LLMs Reproduce Stereotypes of Sexual and Gender Minorities
This addresses representational harms for sexual and gender minorities in AI systems, highlighting a critical gap in bias research, but it is incremental as it extends existing bias frameworks to new groups.
The paper studied biases of large language models (LLMs) towards sexual and gender minorities beyond binary categories, finding that LLMs reproduce and amplify negative stereotypes in both survey responses and text generation, such as in creative writing.
────────────────────
-- Task --
Copy out the whole summary on LLM stereotypes of sexual and gender minorities word for word. The records come from a separate source unrelated to the text.

-- The data --
────────────────────
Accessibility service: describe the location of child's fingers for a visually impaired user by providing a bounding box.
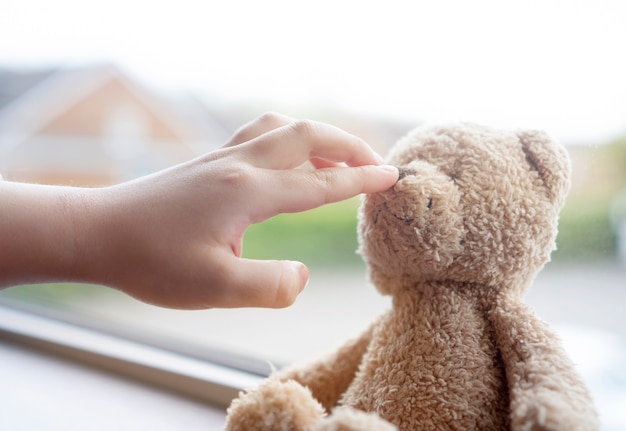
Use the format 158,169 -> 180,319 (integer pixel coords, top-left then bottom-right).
245,120 -> 383,169
224,112 -> 295,147
207,257 -> 309,308
253,165 -> 398,219
309,157 -> 345,169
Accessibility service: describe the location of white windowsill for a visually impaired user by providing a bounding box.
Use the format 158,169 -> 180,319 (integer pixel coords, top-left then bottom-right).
0,304 -> 259,429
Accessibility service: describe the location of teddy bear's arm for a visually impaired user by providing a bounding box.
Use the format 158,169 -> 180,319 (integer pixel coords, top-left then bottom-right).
491,301 -> 599,430
279,324 -> 375,411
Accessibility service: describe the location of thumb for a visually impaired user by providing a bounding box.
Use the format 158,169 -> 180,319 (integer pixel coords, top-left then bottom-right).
215,258 -> 309,308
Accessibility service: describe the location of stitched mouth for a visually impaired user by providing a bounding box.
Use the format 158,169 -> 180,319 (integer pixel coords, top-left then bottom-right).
374,202 -> 415,224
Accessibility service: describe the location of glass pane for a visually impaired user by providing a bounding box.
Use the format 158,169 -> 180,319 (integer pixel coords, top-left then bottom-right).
0,0 -> 626,429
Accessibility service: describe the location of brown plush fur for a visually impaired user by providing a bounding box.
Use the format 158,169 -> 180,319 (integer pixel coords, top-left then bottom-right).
227,124 -> 598,431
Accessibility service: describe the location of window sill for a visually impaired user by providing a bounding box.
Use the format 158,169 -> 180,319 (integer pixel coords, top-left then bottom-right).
0,304 -> 260,429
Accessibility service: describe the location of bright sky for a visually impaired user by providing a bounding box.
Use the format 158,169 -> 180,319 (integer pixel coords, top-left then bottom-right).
0,0 -> 626,145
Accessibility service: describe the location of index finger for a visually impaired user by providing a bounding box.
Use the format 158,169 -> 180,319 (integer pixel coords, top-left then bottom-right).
244,120 -> 383,169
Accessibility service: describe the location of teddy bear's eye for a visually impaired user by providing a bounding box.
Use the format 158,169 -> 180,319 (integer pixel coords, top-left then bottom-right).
398,167 -> 417,181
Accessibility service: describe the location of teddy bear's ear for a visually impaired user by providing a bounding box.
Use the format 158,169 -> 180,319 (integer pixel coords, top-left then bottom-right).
517,130 -> 571,206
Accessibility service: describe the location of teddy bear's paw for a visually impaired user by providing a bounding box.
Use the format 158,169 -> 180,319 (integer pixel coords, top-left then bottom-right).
225,377 -> 324,431
315,407 -> 397,431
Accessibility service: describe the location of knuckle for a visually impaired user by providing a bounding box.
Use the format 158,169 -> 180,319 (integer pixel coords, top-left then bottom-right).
290,120 -> 320,139
256,111 -> 283,127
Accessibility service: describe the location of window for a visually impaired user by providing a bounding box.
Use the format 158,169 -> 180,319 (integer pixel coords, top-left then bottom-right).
0,0 -> 626,429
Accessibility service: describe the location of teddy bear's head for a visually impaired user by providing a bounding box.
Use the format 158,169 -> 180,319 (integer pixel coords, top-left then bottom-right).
359,123 -> 570,293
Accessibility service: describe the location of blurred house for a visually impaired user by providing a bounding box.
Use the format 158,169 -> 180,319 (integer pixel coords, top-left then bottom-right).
0,65 -> 232,186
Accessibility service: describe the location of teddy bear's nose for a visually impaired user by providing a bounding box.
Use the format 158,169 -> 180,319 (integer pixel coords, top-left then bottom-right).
398,167 -> 417,181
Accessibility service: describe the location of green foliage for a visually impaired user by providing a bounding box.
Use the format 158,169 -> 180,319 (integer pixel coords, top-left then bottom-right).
552,199 -> 616,260
243,198 -> 361,266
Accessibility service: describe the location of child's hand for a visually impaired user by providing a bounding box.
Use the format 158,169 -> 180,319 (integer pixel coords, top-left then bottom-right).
0,114 -> 398,309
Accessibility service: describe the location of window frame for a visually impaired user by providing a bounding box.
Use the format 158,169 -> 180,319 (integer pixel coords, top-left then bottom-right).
0,297 -> 260,408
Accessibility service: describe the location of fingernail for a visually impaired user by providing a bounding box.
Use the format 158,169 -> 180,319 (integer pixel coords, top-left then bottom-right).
376,165 -> 400,175
293,262 -> 309,293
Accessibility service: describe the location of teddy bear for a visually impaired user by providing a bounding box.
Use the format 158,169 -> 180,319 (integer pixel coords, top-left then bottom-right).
226,123 -> 599,431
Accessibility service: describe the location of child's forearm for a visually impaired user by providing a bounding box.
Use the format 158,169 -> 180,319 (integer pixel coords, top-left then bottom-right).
0,181 -> 95,287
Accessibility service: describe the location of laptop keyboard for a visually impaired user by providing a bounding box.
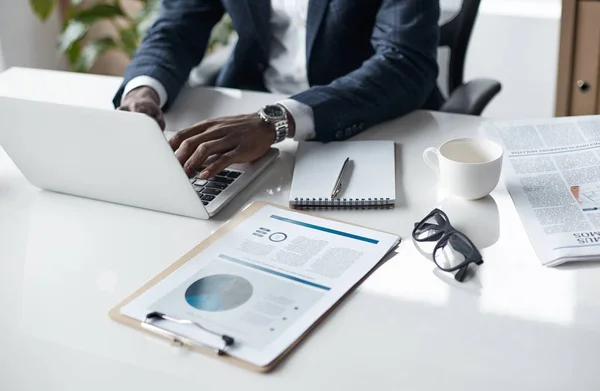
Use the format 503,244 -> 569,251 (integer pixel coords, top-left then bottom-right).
190,170 -> 242,205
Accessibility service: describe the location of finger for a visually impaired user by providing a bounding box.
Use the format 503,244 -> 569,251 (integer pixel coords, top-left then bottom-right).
132,101 -> 160,118
175,129 -> 230,166
169,121 -> 215,151
154,110 -> 167,130
169,115 -> 251,151
183,139 -> 236,179
200,149 -> 241,179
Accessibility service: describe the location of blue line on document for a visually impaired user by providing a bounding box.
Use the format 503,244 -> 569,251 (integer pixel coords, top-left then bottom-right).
271,215 -> 379,244
219,254 -> 331,291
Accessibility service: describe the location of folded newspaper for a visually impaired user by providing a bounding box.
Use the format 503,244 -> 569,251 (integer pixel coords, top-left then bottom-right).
483,116 -> 600,266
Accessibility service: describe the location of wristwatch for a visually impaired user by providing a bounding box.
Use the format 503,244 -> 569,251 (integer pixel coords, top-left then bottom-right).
258,104 -> 290,144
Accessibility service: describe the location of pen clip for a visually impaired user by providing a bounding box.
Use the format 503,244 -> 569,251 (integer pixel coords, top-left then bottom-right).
141,311 -> 235,355
331,157 -> 350,200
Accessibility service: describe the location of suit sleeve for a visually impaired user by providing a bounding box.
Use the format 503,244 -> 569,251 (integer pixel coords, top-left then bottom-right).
291,0 -> 440,141
113,0 -> 225,110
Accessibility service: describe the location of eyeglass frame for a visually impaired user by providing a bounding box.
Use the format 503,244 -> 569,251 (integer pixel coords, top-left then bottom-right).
412,208 -> 483,282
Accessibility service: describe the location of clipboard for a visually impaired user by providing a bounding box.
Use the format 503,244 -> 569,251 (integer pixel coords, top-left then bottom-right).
109,201 -> 401,373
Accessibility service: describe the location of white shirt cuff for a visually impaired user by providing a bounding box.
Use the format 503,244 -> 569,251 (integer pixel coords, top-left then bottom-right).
122,76 -> 168,110
277,99 -> 315,141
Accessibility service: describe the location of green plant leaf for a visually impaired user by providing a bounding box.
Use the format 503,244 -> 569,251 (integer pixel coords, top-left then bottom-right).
74,37 -> 118,72
65,40 -> 82,65
58,19 -> 89,52
119,26 -> 139,57
29,0 -> 56,22
134,0 -> 161,37
71,4 -> 125,26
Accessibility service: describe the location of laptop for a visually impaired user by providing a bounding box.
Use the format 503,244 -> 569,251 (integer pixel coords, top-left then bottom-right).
0,97 -> 279,219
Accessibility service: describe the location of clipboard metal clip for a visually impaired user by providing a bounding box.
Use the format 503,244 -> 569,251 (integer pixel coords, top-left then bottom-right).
141,311 -> 235,355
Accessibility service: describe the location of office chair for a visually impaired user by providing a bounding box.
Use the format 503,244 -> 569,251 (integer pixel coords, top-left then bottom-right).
438,0 -> 502,115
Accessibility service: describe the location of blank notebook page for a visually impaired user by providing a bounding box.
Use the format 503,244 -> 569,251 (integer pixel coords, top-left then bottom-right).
290,141 -> 396,207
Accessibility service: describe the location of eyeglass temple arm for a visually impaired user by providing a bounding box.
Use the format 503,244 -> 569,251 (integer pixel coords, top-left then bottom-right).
454,263 -> 469,282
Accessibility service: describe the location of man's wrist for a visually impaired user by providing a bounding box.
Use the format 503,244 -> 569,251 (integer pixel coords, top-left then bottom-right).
123,86 -> 160,105
282,106 -> 296,138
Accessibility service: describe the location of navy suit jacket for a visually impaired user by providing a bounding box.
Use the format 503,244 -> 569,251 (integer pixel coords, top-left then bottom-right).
114,0 -> 443,141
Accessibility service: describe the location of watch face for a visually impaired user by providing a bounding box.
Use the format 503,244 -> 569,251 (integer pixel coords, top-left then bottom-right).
264,105 -> 283,118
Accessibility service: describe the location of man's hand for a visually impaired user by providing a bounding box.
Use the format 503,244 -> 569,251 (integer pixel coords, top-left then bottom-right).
169,114 -> 275,179
118,87 -> 165,130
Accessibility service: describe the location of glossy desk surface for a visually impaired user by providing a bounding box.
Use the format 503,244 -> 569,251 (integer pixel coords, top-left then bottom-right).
0,69 -> 600,391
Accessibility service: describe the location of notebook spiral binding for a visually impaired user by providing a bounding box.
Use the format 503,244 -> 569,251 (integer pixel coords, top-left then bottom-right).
290,198 -> 394,209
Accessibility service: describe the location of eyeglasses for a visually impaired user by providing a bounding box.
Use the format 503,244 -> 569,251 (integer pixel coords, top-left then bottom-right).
412,209 -> 483,282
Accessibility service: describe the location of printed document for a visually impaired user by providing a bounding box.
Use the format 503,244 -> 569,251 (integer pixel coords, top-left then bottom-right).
484,116 -> 600,266
121,205 -> 399,366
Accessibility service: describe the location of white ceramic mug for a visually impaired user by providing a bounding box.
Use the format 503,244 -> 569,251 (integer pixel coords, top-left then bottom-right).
423,138 -> 503,200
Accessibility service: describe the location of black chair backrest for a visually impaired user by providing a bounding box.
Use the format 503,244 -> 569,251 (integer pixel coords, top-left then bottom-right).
438,0 -> 481,97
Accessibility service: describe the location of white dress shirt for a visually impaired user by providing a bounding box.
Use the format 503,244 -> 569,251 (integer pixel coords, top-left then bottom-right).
123,0 -> 315,141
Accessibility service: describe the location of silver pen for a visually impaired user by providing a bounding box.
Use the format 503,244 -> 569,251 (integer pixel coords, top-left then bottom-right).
331,157 -> 350,200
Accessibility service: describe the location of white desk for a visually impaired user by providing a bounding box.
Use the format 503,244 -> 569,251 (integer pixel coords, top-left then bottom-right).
0,69 -> 600,391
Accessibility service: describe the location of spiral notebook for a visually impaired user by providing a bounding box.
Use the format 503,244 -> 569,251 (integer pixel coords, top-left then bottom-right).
289,141 -> 396,209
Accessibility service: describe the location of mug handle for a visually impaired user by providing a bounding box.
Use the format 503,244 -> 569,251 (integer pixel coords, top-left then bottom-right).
423,148 -> 440,175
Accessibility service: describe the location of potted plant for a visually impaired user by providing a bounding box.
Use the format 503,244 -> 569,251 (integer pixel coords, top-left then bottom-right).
29,0 -> 233,72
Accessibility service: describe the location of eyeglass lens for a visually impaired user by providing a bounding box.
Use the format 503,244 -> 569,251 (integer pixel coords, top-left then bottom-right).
433,232 -> 474,270
415,213 -> 447,241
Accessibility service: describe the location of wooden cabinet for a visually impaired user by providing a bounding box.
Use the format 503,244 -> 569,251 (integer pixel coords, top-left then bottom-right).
556,0 -> 600,116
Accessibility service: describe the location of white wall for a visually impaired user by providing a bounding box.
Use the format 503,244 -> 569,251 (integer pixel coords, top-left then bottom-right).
0,0 -> 66,69
465,0 -> 561,119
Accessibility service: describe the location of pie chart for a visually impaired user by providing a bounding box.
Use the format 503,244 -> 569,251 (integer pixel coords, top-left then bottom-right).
185,274 -> 254,312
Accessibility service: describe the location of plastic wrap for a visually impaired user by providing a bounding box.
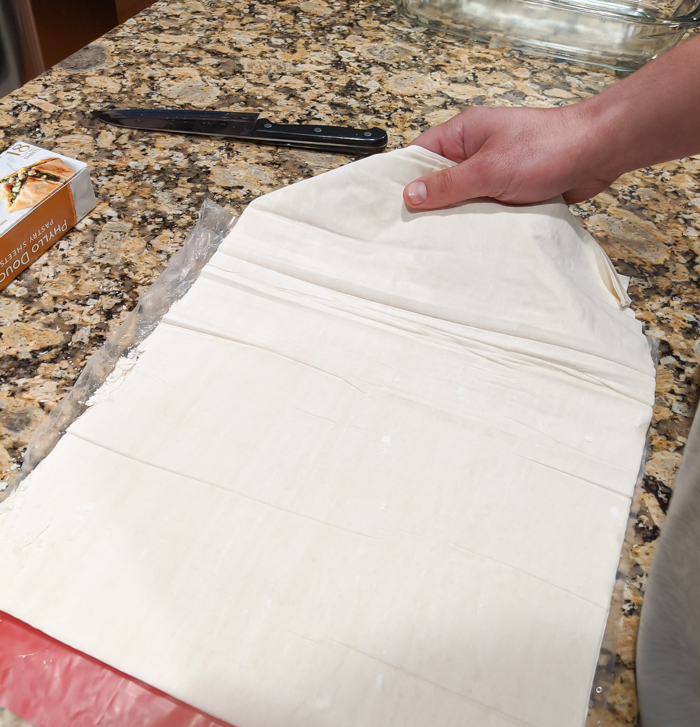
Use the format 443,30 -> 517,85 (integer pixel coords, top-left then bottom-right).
0,199 -> 235,502
0,200 -> 234,727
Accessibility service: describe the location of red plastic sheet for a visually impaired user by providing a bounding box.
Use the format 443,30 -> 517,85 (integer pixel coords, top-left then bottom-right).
0,611 -> 235,727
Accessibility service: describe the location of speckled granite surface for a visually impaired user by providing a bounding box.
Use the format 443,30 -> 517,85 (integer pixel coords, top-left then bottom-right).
0,0 -> 700,727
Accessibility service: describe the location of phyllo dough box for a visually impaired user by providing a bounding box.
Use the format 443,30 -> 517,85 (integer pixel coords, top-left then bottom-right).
0,142 -> 95,288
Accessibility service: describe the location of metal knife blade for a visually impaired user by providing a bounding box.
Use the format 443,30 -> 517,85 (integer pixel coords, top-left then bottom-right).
92,109 -> 387,154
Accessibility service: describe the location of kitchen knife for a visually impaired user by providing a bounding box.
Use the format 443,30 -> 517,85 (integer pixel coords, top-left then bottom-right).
92,109 -> 387,154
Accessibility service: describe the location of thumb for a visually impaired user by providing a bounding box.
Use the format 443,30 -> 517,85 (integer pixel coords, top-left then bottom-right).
403,154 -> 492,210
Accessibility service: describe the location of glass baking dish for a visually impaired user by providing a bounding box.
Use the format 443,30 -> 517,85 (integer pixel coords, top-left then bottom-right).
394,0 -> 700,71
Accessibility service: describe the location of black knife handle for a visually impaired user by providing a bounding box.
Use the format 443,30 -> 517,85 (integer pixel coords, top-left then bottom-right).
250,119 -> 387,154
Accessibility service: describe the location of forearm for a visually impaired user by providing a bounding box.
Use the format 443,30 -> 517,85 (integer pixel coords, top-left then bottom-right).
571,36 -> 700,178
404,37 -> 700,209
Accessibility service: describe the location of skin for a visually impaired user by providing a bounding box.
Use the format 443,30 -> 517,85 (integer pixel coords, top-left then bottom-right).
404,36 -> 700,210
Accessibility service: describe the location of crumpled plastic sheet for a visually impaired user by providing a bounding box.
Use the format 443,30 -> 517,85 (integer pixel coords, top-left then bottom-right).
0,612 -> 235,727
0,200 -> 234,727
0,199 -> 235,502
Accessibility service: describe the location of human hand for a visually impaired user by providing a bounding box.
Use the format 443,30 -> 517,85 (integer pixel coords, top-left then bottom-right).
404,102 -> 624,210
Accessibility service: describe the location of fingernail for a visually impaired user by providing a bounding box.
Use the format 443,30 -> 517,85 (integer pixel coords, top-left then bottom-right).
406,182 -> 428,204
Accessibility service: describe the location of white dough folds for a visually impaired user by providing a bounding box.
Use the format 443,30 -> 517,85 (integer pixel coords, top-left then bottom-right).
0,147 -> 654,727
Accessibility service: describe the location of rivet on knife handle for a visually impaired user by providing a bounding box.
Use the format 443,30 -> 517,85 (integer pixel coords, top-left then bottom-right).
251,119 -> 387,154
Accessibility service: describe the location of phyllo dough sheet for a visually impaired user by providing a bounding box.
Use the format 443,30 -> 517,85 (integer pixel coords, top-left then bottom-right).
0,147 -> 654,727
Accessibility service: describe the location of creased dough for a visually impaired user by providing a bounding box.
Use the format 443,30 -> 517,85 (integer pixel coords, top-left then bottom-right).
0,147 -> 654,727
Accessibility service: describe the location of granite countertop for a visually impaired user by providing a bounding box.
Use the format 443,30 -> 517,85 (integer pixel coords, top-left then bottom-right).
0,0 -> 700,727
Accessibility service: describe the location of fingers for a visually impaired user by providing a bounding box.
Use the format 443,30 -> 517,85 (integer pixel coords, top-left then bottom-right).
403,157 -> 493,210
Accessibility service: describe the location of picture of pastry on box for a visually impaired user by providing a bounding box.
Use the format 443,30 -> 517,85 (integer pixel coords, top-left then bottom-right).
0,157 -> 75,213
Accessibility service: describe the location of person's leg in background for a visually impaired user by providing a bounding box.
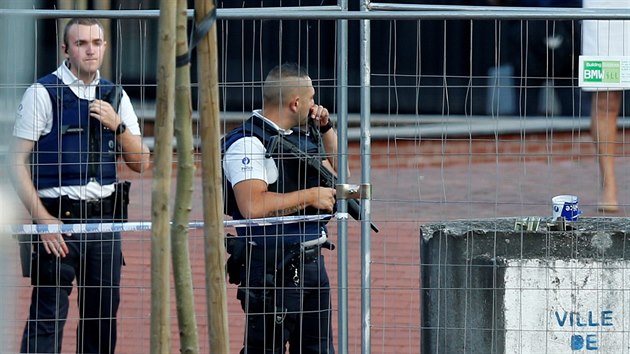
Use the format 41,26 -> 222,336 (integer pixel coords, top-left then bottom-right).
591,91 -> 623,213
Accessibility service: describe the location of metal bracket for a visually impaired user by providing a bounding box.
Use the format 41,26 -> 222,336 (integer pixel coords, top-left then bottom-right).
335,183 -> 372,200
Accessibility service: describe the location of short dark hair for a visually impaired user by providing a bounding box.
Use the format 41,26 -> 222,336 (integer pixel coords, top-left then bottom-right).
263,63 -> 308,104
63,17 -> 105,48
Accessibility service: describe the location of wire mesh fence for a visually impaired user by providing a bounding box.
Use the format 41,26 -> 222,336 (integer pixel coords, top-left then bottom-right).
0,2 -> 630,353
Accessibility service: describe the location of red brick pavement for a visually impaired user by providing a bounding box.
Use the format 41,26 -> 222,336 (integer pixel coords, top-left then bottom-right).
7,134 -> 630,354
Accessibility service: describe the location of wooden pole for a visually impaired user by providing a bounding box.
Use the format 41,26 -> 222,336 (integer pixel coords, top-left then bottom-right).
171,0 -> 199,354
195,0 -> 229,353
149,0 -> 177,354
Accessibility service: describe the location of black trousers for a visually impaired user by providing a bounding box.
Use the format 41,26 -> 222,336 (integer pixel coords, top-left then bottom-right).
238,255 -> 335,354
21,223 -> 123,353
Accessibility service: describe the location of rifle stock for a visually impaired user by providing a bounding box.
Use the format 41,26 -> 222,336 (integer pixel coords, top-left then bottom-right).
267,135 -> 379,232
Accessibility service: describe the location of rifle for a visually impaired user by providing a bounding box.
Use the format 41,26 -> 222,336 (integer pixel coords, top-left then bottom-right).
267,130 -> 379,232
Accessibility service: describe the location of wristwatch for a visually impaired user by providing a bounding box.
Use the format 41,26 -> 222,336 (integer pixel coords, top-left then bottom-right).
114,123 -> 127,135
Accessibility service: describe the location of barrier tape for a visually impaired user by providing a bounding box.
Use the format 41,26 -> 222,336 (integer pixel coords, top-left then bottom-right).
0,214 -> 333,235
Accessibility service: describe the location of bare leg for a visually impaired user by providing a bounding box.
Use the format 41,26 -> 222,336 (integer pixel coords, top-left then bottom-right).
591,91 -> 622,212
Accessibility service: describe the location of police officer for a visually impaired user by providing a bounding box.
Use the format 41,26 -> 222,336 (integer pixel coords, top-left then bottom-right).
222,64 -> 337,354
10,18 -> 149,353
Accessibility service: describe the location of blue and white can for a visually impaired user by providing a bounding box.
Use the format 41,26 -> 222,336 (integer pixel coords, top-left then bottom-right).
551,194 -> 582,221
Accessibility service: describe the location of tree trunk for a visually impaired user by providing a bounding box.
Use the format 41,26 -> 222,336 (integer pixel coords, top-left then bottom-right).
171,0 -> 199,354
150,0 -> 177,354
195,0 -> 229,353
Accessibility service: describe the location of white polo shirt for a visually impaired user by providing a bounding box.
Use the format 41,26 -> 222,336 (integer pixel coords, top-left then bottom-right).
223,110 -> 292,186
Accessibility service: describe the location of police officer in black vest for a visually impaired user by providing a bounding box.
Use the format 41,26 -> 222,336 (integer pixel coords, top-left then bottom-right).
10,18 -> 149,353
222,64 -> 337,354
────────────────────
-- Your solution --
LLMs Reproduce Stereotypes of Sexual and Gender Minorities
This addresses representational harms for sexual and gender minorities in AI systems, highlighting a critical gap in bias research, but it is incremental as it extends existing bias frameworks to new groups.
The paper studied biases of large language models (LLMs) towards sexual and gender minorities beyond binary categories, finding that LLMs reproduce and amplify negative stereotypes in both survey responses and text generation, such as in creative writing.